• [Direction 1]: According to the passage on teaching children to apologize, besides the two strategies, what else was the author's husband big on?
** start of Selected passage **
How many times have we heard “It isn’t my fault”?

Or “He did it first”?

Or “I only did that because he did this to me…”?

While some of that will always be a part of raising more than one child in a home, as parents our focus should be on getting the whole “never my fault” mentality out of our children by the time they are grown. And replace it with responsibility for actions, empathy towards those they might hurt, and humility in admitting guilt.

 

Yesterday I discussed the lack of humility and true apology in the co-hosts of The View when they attempted to undo the damage that was done by essentially making fun of nurses by belittling the beauty pageant’s nursing talent. (Read that here.)

 

Tomorrow I am going to give you our 3 Steps to Teach Your Kids How to Apologize.

 

Today I want to give you two strategies that we used to help our children learn humility and empathy (two important qualities and pre-requisites to the genuine apology).

 

My husband was big on both of these and used them extensively in heart-training our kids, especially as they reached the preteen and teen years. However, he was also big on something else—teaching during non-conflict times.
** end of Selected passage **
• [Direction 2]: Return every line of the rows below that contains the string "grey", treating uppercase and lowercase letters as distinct.
** start of Data entries **
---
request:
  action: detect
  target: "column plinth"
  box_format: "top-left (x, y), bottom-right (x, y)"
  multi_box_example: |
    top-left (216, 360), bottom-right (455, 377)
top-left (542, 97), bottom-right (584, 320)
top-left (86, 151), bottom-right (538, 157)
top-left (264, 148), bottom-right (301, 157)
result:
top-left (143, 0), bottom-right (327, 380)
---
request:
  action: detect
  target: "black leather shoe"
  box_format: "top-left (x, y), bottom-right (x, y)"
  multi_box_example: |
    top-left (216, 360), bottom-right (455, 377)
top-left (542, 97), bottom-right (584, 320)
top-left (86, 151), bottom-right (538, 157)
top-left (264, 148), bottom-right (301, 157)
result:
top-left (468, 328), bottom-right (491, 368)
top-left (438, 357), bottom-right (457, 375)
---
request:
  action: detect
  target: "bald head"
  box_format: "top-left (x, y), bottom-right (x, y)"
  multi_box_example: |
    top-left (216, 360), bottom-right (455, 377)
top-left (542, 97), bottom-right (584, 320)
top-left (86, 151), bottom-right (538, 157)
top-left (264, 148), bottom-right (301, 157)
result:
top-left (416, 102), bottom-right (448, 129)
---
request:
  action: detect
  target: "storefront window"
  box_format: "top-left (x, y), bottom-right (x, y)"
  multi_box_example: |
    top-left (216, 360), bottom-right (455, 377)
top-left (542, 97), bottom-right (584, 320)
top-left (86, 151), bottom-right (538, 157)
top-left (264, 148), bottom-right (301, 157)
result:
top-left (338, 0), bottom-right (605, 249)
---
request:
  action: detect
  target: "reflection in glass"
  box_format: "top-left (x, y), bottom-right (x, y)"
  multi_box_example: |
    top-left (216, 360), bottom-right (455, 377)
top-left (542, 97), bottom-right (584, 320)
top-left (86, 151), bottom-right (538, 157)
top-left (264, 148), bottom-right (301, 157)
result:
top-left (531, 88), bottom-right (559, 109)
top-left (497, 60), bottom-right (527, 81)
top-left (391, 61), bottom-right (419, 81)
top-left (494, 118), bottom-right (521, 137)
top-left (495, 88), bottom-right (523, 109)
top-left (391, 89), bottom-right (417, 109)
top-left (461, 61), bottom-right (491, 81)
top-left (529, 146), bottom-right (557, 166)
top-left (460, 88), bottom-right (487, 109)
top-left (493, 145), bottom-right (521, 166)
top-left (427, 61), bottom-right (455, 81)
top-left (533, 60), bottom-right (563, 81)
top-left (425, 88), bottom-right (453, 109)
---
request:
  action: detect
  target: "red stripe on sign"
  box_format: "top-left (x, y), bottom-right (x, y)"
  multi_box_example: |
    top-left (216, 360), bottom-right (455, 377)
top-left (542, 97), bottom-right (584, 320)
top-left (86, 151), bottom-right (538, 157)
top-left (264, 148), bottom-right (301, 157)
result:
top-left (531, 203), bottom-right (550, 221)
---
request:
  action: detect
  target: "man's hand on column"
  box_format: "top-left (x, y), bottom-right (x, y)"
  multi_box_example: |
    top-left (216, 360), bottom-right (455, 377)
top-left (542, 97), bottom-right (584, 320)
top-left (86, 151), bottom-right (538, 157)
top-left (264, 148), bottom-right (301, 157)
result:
** end of Data entries **
** start of Data entries **
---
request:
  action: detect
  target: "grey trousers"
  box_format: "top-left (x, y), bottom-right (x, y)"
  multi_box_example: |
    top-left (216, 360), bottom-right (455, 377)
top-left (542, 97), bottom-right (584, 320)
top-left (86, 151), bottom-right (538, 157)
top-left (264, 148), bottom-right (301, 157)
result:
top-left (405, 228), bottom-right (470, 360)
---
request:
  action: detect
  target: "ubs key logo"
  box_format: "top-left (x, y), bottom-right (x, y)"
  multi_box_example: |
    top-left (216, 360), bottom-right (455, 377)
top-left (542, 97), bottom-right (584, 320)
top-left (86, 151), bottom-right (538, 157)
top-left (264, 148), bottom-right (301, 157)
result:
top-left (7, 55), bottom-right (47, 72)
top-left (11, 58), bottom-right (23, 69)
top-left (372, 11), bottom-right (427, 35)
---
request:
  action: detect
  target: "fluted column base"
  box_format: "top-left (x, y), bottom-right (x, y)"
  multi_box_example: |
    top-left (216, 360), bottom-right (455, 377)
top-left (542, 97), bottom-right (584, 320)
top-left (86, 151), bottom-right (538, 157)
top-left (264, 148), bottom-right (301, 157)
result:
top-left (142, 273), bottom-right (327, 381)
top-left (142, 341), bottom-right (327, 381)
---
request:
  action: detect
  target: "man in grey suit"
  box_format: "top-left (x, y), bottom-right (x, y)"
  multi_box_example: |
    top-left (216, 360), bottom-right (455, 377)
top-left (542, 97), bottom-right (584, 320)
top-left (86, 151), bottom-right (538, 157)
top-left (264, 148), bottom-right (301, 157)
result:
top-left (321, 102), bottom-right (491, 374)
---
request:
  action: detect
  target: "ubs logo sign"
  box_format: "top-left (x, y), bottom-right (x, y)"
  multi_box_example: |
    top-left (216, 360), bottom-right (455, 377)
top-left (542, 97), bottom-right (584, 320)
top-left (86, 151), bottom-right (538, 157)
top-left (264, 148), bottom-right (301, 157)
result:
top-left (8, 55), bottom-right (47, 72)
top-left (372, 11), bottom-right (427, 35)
** end of Data entries **
• [Correct answer 1]: Teaching during non-conflict times.

• [Correct answer 2]:
  target: "grey trousers"
  target: "man in grey suit"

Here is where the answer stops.